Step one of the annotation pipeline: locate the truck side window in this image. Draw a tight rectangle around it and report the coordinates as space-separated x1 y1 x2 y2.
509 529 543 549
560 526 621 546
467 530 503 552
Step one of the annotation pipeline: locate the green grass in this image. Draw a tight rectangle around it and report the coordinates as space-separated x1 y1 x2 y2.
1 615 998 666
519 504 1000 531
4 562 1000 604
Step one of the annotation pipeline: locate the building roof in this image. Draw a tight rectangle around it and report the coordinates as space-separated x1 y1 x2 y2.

= = = =

### WHAT IS EXPECTED
Once you have read the data, copy all of it out exactly.

### ANSWER
Step one of the annotation pipeline: locate the truck side window in this image. Draw a tight rectangle around it and report the coordinates as space-separated x1 y1 x2 y2.
509 529 543 549
560 526 621 546
467 530 503 552
Step one of the annotation pipeline: locate the green grass in this image. Draw a tight rectangle around it and report the coordinates as space-separated x1 y1 x2 y2.
1 615 998 666
519 504 1000 531
4 562 1000 604
Step one of the annotation pipeline: locate the building roof in this image. Draw a tight rectangle around it and report the coordinates as space-separated x1 y1 x2 y2.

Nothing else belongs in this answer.